[start MATERIAL SHOWN]
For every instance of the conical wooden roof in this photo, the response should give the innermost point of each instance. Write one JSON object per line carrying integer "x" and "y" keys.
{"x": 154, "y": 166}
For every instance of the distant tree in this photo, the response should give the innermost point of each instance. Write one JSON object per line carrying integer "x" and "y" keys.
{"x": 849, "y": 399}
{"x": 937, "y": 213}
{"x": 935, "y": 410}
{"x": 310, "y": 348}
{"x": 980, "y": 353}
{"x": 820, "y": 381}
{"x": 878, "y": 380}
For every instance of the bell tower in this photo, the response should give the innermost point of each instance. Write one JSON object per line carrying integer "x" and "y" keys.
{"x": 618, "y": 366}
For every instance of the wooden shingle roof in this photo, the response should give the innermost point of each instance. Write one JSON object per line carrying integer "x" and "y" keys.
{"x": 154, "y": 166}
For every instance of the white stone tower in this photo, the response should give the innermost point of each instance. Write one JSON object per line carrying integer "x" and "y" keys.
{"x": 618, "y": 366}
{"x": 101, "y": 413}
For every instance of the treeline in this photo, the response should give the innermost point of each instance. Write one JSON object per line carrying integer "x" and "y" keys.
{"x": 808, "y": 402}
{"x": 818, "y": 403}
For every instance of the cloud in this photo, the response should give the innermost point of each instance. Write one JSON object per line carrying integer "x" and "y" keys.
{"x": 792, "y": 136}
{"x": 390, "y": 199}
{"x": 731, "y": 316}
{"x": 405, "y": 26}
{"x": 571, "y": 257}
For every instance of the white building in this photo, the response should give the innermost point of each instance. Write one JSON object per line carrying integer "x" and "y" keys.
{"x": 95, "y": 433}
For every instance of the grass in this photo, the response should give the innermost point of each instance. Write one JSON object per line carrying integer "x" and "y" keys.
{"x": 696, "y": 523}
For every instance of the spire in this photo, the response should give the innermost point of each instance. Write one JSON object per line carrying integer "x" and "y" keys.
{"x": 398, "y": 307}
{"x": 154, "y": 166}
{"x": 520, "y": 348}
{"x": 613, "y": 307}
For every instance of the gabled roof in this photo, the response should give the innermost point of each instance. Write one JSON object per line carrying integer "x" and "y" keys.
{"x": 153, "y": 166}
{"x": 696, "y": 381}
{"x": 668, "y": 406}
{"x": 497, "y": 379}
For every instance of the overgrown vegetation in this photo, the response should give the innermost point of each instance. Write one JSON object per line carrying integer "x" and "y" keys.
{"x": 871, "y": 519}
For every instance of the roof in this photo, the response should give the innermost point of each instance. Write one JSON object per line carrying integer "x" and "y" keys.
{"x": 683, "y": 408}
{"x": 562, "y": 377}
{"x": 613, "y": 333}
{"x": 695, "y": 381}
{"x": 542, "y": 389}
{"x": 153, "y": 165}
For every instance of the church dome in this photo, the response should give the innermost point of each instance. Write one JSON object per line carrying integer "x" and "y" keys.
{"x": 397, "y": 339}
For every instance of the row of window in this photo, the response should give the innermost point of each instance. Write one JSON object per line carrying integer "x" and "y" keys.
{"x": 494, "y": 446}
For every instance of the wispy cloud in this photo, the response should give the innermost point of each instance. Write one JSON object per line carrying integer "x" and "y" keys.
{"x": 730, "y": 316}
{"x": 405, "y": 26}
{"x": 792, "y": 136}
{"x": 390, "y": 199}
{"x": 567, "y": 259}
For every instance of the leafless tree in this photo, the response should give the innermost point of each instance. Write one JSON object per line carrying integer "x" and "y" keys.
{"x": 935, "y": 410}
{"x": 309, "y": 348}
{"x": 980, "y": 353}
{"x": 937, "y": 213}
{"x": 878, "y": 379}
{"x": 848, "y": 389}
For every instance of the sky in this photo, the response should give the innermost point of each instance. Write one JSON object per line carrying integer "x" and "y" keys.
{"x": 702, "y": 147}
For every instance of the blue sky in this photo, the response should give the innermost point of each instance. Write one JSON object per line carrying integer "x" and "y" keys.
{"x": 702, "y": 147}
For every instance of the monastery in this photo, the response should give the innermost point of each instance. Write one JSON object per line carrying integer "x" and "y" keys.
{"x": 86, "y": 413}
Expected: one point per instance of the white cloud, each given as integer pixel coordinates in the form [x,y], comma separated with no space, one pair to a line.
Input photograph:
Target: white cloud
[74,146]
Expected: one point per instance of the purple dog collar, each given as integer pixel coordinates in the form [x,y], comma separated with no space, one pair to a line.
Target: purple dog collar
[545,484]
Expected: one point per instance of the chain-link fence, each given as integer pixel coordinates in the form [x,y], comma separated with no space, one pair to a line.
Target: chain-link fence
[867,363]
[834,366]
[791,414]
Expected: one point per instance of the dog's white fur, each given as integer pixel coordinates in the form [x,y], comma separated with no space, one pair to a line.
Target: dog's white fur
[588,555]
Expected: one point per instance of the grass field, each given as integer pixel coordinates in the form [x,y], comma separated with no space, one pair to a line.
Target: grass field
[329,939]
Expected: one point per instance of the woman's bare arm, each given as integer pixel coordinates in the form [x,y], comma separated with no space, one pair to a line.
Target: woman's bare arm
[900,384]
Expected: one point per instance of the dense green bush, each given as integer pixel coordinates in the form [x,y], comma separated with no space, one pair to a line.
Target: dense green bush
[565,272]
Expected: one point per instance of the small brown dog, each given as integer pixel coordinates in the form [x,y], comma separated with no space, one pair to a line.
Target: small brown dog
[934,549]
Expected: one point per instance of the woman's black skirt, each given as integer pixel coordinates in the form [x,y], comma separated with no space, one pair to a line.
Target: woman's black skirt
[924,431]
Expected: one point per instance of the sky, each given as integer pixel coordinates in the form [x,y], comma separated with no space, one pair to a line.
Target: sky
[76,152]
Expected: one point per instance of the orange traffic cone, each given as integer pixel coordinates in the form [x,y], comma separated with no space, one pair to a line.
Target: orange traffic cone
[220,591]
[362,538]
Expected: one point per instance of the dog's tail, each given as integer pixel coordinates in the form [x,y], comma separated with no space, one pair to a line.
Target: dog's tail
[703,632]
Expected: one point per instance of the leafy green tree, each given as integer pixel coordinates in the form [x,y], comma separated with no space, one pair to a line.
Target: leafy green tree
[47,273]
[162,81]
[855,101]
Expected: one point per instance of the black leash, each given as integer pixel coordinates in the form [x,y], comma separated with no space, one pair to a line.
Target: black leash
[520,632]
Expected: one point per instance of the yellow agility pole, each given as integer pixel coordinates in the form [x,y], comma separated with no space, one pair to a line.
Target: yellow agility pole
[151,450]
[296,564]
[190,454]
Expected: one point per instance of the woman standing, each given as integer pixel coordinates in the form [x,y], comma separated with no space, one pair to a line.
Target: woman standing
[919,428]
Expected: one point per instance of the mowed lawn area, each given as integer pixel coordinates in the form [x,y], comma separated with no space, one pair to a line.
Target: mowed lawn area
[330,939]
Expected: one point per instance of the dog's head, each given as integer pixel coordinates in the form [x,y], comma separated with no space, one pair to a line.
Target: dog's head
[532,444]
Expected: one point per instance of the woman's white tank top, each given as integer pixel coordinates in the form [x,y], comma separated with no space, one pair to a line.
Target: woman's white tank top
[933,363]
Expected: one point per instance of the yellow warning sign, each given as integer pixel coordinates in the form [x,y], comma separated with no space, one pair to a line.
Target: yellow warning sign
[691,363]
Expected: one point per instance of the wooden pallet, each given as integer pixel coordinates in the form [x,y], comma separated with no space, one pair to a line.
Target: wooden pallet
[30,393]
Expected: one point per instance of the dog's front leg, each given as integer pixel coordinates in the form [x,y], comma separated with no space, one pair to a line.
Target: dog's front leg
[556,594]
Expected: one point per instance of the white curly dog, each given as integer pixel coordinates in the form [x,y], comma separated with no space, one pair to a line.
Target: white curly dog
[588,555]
[end MATERIAL SHOWN]
*STATED PROBLEM*: Retype the whole listing above exactly.

*OUTPUT OF THE TASK*:
For every instance of the conical wooden roof in this photo, the response should give the innermost point of each instance. Write one JSON object per line carrying integer "x" and "y" keys.
{"x": 154, "y": 166}
For every instance of the distant tree in this photo, the response should give the innermost point of each instance. Write one JSON object per line carrying integer "x" and "y" keys.
{"x": 849, "y": 399}
{"x": 937, "y": 213}
{"x": 935, "y": 410}
{"x": 310, "y": 348}
{"x": 980, "y": 353}
{"x": 820, "y": 381}
{"x": 878, "y": 380}
For every instance of the bell tower in this photo, the response should give the innermost point of each instance. Write one JSON object per line carrying integer "x" and "y" keys.
{"x": 618, "y": 366}
For every instance of the wooden shingle roof in this photo, the response should give the innermost point of each instance. Write one JSON object per line carrying integer "x" and "y" keys.
{"x": 154, "y": 166}
For every instance of the white stone tower in this photo, the response should give the innermost point of each instance. Write one JSON object per line carrying integer "x" and "y" keys.
{"x": 618, "y": 366}
{"x": 101, "y": 413}
For every instance of the treeline in this photo, the response should give the innermost point of each instance. Write one JSON object per line carrying integer "x" and "y" keys.
{"x": 808, "y": 402}
{"x": 818, "y": 403}
For every instance of the cloud in this photo, the response should give the innermost point of each instance. Write one JSON object per line carrying integer "x" and "y" keys.
{"x": 792, "y": 136}
{"x": 390, "y": 199}
{"x": 731, "y": 316}
{"x": 405, "y": 26}
{"x": 571, "y": 257}
For every instance of the white building in this photo, the response should give the innermost point of each instance. Write one JSON object per line carrying integer "x" and "y" keys.
{"x": 95, "y": 433}
For every instance of the grass in this photo, the response should give the innermost point of each instance. Write one JSON object per line carrying integer "x" and "y" keys.
{"x": 696, "y": 523}
For every instance of the spire in this photo, the response should give the innermost point of each instance. Write one JSON object per line carrying integer "x" and "y" keys.
{"x": 398, "y": 307}
{"x": 154, "y": 166}
{"x": 520, "y": 348}
{"x": 613, "y": 307}
For every instance of the gabled roof in this photo, the response should give the innermost point of each instance. Write one JSON object per line carrying integer "x" and "y" keys.
{"x": 153, "y": 166}
{"x": 696, "y": 381}
{"x": 668, "y": 406}
{"x": 497, "y": 379}
For every instance of the overgrown vegetation in this photo, the response should give the innermost point of each instance. Write one JSON object per line carrying integer "x" and "y" keys.
{"x": 871, "y": 519}
For every instance of the roof in this photo, the response should give the innermost point of each instance. Write one JSON object per line carrying integer "x" and "y" keys.
{"x": 683, "y": 408}
{"x": 562, "y": 377}
{"x": 613, "y": 333}
{"x": 695, "y": 381}
{"x": 542, "y": 389}
{"x": 153, "y": 165}
For every instance of the church dome in this photo, the response should give the innermost point of each instance. Write one JSON object per line carrying integer "x" and "y" keys.
{"x": 397, "y": 339}
For every instance of the row of window in this photo, the response should give the innermost point of each instance. Write one JSON object per line carrying integer "x" and "y" keys.
{"x": 494, "y": 446}
For every instance of the wispy cloud in this photo, the response should give the innermost point of each instance. Write one JSON object per line carrying integer "x" and "y" keys.
{"x": 730, "y": 316}
{"x": 405, "y": 26}
{"x": 792, "y": 136}
{"x": 390, "y": 199}
{"x": 567, "y": 259}
For every instance of the leafless tree in this photo, the response should give the innermost point of each instance. Write one JSON object per line carrying integer "x" and "y" keys.
{"x": 935, "y": 410}
{"x": 309, "y": 348}
{"x": 980, "y": 353}
{"x": 937, "y": 213}
{"x": 878, "y": 379}
{"x": 848, "y": 389}
For every instance of the sky in this photo, the response should give the innermost point of each instance. Write one JSON object per line carrying integer "x" and "y" keys.
{"x": 702, "y": 147}
For every instance of the blue sky in this photo, the response should give the innermost point of each instance. Write one JSON object per line carrying integer "x" and "y" keys.
{"x": 702, "y": 147}
For every instance of the monastery in this photo, the response should give the innermost point of each instance. Write one JSON object per line carrying integer "x" and "y" keys.
{"x": 86, "y": 413}
Expected: one point per instance of the white cloud, each given as integer pixel coordinates in the form [x,y], comma separated with no space, one pair to a line.
Input photograph:
Target: white cloud
[74,146]
Expected: one point per instance of the purple dog collar, each given as integer pixel coordinates in the form [x,y], comma separated with no space, one pair to a line.
Target: purple dog collar
[545,484]
Expected: one point per instance of the chain-link fence, each given as integer pixel coordinates in the form [x,y], comma separated with no space, one pair to a line.
Target: chain-link fence
[867,363]
[834,366]
[791,414]
Expected: one point per instance of the dog's white fur, each given as integer pixel coordinates in the form [x,y], comma separated with no space, one pair to a line.
Target: dog's white fur
[588,555]
Expected: one point per instance of the grass field, each given as integer pixel coordinates in the form [x,y], comma separated with no space, one pair to a line.
Target: grass field
[329,939]
Expected: one point per instance of the woman's bare arm, each given as integer pixel coordinates in the form [x,y], comma separated with no space, one pair to a line.
Target: woman's bare arm
[900,384]
Expected: one point per instance of the dense green bush, each given as integer pixel coordinates in the form [x,y], comma separated with no space, one pair to a line.
Target: dense green bush
[565,272]
Expected: one point per instance of the small brown dog, each given as integer pixel coordinates in the form [x,y], comma separated with no space, one pair to a line.
Target: small brown dog
[934,549]
Expected: one point per instance of the woman's black skirt, each given as integer pixel coordinates in the form [x,y], comma separated with no space, one pair to a line.
Target: woman's black skirt
[924,431]
Expected: one point per instance of the sky, each given as integer pixel coordinates in the form [x,y], comma separated with no space, one pair to a line.
Target: sky
[76,152]
Expected: one point per instance of the orange traffic cone, each given as integer pixel coordinates in the form [x,y], comma separated with no space, one pair to a line.
Target: orange traffic cone
[220,591]
[362,538]
Expected: one point per instance of the dog's tail, each given as integer pixel coordinates in the form [x,y], comma separated with no space, one pair to a line.
Target: dog's tail
[703,632]
Expected: one point per instance of the leafy green tree, each given as integer pixel coordinates in the form [x,y], comma separated with no space, one pair to a line.
Target: leafy green tree
[47,273]
[162,81]
[855,101]
Expected: one point per instance of the black leash, each given as integer pixel coordinates in the form [x,y], comma separated with no space, one pair to a line.
Target: black leash
[520,632]
Expected: one point per instance of the yellow agility pole, each given as integer pixel coordinates in the form [x,y], comma separated with no space, one pair to a line.
Target: yellow agility pole
[151,450]
[296,564]
[190,454]
Expected: one point per instance of the woman standing, each given as integer pixel coordinates in the form [x,y], comma separated with no space, one pair to a line.
Target: woman standing
[919,428]
Expected: one point per instance of the mowed lawn area, each given as integer pixel coordinates in the form [x,y], comma separated with no space, one pair to a line.
Target: mowed lawn area
[330,939]
Expected: one point per instance of the dog's head, each given as integer pixel coordinates in the form [x,y], comma separated with no space, one pair to a line.
Target: dog's head
[532,444]
Expected: one point per instance of the woman's white tank top, each given as integer pixel coordinates in the form [x,y], comma separated with no space, one pair to a line.
Target: woman's white tank top
[933,363]
Expected: one point per instance of the yellow warning sign, each given as integer pixel coordinates in the form [x,y], comma separated with no space, one pair to a line.
Target: yellow warning sign
[691,363]
Expected: one point per instance of the wooden pallet, each given as integer pixel coordinates in the form [x,y], comma separated with no space, one pair to a line.
Target: wooden pallet
[30,393]
Expected: one point per instance of the dog's front leg, each given as integer pixel coordinates in the form [x,y], comma separated with no space, one pair to a line.
Target: dog's front leg
[556,594]
Expected: one point per instance of the white curly dog, each given as integer pixel coordinates in the form [x,y], comma separated with no space, one pair to a line.
Target: white curly dog
[588,555]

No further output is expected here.